[Excerpted data — start]

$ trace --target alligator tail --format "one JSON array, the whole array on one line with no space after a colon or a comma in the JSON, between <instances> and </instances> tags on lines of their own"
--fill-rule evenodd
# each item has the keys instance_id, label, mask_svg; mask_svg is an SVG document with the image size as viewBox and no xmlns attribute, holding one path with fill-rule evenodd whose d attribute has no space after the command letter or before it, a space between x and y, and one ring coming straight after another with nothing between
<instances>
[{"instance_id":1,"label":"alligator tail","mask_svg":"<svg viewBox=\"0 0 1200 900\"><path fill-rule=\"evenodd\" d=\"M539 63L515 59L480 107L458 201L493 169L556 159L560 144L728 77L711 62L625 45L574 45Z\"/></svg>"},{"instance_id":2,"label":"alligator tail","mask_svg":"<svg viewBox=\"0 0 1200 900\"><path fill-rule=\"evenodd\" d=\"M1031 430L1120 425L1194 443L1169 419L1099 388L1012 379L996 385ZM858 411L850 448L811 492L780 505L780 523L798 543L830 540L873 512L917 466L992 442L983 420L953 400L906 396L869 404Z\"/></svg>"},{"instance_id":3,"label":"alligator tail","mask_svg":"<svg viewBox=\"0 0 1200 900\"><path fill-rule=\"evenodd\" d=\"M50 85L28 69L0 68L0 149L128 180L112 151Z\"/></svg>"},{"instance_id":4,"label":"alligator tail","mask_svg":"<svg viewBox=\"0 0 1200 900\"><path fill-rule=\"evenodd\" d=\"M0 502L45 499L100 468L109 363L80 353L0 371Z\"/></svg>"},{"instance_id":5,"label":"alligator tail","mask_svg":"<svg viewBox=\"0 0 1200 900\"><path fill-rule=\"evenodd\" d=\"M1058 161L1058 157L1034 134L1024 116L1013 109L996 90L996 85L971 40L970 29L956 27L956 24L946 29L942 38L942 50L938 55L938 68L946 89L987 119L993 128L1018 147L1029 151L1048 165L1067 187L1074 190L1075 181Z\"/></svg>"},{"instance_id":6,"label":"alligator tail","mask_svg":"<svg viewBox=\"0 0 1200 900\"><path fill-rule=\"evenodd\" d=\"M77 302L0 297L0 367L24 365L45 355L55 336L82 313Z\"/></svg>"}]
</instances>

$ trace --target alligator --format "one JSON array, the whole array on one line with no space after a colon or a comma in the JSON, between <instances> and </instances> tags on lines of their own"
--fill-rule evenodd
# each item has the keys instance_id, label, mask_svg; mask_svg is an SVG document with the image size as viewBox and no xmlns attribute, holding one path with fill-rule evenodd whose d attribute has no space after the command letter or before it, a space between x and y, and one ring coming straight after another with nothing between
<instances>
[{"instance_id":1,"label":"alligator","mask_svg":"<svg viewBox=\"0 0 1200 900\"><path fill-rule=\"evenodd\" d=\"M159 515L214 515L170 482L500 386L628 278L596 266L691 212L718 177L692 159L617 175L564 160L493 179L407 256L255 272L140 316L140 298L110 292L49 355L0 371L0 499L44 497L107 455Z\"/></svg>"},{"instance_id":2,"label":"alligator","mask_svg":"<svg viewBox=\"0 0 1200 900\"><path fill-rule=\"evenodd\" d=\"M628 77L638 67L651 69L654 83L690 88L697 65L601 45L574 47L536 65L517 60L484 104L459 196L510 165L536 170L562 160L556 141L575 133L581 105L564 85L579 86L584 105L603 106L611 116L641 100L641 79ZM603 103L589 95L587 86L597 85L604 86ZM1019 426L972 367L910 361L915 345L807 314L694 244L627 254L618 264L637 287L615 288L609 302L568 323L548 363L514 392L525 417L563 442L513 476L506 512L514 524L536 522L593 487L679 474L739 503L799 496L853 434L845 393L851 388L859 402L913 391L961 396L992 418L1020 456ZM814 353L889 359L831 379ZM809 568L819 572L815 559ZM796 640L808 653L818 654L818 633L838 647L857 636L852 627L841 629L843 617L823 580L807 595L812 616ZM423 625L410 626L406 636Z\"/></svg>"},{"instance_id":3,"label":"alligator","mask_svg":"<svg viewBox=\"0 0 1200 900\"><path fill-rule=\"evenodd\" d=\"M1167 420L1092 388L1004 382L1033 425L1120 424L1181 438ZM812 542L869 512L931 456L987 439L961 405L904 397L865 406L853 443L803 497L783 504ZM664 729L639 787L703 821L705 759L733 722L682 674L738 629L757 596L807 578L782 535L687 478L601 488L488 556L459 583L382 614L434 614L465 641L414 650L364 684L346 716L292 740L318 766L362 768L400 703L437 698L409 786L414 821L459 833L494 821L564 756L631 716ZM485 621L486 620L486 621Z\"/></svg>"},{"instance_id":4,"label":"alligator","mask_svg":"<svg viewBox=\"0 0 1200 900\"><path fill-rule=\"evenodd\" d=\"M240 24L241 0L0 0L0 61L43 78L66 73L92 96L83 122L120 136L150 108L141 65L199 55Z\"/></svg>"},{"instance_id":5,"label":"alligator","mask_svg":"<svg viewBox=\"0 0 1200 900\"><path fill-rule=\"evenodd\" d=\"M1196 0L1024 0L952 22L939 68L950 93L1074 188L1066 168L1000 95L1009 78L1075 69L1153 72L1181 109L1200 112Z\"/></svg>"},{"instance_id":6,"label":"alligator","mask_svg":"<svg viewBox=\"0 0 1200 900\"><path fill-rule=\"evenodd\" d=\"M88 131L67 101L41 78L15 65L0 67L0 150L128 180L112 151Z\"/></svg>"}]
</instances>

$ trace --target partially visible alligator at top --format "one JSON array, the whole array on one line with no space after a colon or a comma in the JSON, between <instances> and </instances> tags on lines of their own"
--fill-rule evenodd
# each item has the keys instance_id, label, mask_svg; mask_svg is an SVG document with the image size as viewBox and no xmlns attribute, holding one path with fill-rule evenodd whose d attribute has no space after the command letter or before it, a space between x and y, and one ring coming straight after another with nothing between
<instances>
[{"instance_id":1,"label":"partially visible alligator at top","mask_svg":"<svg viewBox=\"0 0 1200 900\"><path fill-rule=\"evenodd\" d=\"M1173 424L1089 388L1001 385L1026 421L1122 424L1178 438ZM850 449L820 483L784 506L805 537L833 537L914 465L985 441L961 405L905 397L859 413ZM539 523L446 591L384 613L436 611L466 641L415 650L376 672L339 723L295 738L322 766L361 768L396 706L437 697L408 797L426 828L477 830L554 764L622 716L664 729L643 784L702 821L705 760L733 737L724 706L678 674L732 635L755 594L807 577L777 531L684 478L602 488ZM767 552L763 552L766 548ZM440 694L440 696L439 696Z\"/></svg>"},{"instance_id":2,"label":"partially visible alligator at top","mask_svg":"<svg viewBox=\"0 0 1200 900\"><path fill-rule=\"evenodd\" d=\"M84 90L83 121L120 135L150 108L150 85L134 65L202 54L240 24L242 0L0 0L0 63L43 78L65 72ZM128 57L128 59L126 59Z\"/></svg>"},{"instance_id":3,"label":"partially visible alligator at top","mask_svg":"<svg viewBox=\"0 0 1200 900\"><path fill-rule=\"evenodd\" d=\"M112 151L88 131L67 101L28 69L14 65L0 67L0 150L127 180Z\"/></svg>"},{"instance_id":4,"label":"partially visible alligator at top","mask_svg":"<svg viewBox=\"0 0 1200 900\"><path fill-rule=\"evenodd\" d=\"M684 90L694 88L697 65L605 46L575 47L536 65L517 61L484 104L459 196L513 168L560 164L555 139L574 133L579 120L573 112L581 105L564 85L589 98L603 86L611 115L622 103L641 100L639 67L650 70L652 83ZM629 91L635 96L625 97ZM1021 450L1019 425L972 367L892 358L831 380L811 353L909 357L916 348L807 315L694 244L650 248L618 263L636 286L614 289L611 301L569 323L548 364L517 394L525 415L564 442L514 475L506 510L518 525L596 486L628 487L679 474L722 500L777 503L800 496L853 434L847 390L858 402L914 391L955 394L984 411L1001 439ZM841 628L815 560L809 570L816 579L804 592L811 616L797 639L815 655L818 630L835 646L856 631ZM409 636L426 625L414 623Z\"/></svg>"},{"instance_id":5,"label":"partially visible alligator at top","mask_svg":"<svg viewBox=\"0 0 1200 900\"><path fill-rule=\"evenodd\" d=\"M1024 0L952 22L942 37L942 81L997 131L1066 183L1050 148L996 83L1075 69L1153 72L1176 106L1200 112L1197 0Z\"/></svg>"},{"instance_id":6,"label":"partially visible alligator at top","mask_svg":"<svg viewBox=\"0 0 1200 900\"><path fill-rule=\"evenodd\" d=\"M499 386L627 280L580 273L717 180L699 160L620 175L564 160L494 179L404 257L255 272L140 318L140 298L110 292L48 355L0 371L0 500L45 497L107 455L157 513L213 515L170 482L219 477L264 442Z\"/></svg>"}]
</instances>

[Excerpted data — finish]
[Excerpted data — start]

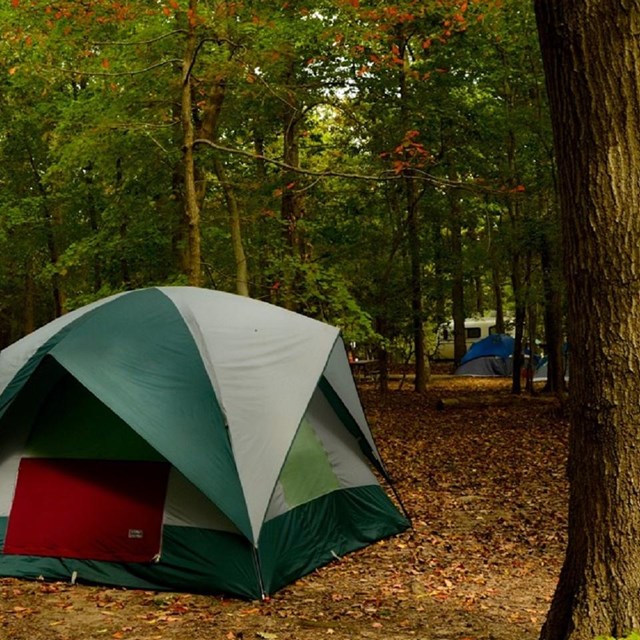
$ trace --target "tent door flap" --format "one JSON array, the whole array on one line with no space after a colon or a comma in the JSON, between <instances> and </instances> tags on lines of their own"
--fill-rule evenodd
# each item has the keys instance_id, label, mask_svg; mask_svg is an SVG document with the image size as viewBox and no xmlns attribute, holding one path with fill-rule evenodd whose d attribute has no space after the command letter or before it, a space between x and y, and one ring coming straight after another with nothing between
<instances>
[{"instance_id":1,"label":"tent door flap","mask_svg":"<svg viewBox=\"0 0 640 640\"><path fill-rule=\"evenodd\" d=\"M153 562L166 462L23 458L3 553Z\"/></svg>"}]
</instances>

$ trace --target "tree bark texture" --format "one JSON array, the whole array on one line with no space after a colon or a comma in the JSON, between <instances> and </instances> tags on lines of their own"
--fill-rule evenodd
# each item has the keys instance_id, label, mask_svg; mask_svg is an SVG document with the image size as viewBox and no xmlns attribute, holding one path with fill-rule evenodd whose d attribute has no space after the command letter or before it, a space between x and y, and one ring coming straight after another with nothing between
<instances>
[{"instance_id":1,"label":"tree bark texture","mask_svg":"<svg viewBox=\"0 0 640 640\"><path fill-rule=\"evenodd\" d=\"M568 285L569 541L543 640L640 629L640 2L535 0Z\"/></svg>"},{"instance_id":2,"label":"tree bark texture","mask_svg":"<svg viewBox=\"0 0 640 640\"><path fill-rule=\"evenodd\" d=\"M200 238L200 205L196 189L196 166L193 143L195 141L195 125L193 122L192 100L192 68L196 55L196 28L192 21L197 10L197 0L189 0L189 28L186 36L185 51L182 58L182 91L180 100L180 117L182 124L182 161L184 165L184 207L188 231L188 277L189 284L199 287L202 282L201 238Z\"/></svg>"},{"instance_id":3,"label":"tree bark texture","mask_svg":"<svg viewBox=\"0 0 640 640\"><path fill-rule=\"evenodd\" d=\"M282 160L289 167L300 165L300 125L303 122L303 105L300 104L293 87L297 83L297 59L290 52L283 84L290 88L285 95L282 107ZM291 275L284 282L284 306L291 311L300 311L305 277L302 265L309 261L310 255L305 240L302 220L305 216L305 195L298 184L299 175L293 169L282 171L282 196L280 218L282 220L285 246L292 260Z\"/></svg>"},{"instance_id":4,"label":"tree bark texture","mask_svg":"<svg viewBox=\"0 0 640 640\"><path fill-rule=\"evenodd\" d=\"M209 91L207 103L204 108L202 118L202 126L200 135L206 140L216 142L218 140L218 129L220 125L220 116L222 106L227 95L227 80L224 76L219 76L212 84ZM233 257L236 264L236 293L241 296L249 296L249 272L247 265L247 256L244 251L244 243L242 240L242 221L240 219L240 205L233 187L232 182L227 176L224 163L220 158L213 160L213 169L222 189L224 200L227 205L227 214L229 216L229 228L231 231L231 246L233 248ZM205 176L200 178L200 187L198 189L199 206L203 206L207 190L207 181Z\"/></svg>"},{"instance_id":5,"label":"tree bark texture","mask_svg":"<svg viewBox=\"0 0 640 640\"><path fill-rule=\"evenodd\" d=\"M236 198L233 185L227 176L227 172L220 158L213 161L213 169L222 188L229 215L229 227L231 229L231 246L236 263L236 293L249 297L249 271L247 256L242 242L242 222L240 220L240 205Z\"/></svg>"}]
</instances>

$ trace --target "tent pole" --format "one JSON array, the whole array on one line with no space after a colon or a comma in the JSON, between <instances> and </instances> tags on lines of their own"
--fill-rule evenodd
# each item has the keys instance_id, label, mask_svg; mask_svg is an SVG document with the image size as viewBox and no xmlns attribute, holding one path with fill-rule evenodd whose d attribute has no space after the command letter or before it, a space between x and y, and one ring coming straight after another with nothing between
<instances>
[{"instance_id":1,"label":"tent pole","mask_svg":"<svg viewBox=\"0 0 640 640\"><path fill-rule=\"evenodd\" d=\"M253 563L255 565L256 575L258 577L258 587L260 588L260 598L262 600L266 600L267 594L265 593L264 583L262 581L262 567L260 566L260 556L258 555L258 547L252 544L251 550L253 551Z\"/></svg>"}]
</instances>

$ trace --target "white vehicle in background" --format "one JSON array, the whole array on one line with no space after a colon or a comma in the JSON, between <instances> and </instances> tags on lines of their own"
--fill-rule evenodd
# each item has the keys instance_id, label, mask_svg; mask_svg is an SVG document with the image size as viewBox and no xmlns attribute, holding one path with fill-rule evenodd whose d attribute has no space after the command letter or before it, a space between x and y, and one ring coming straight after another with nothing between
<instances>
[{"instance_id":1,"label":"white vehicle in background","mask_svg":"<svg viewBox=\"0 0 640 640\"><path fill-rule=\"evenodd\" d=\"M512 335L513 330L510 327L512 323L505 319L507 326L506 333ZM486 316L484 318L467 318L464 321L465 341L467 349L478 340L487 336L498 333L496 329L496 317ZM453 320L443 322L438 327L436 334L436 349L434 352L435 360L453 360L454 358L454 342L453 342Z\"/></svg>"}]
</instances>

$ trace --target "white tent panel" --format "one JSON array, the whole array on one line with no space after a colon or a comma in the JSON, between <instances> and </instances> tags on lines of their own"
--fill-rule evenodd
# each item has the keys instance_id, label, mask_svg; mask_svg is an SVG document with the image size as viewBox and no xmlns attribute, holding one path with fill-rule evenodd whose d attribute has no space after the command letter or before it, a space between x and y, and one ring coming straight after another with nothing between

[Excerpted data — finish]

= What you are asked to do =
Report every line of the data in which "JSON" appears.

= Task answer =
$ trace --target alligator tail --format "one JSON array, the whole array on one line with no space after a colon or a comma in the JSON, between <instances> and </instances> tags on lines of their own"
$ trace --target alligator --format "one JSON array, the whole array on one line with no space after a colon or a comma in the JSON, between <instances> and </instances> tags on lines of their own"
$ trace --target partially visible alligator at top --format "one JSON array, the whole array on one line with no space after a colon or a comma in the JSON, between <instances> and </instances> tags on lines of their own"
$ trace --target "tent door flap" --format "one JSON array, the whole array on one line with no space after a colon or a comma in the JSON, between <instances> and </instances> tags on lines of their own"
$ trace --target "tree bark texture" --format "one JSON array, the whole array on one line with no space after a colon or a comma in the JSON, between <instances> and </instances> tags on lines of their own"
$ trace --target "tent pole" --format "one JSON array, the whole array on one line with no space after a colon or a comma in the JSON, between <instances> and </instances> tags on lines of their own"
$ trace --target "white vehicle in background" --format "one JSON array, the whole array on one line with no space after a colon or a comma in the JSON, between <instances> and </instances> tags on lines of their own"
$ trace --target "white tent panel" --format "one JSON array, the whole array on one line with no space after a colon or a comma in the JSON, between <instances> and </instances> tags on lines of their own"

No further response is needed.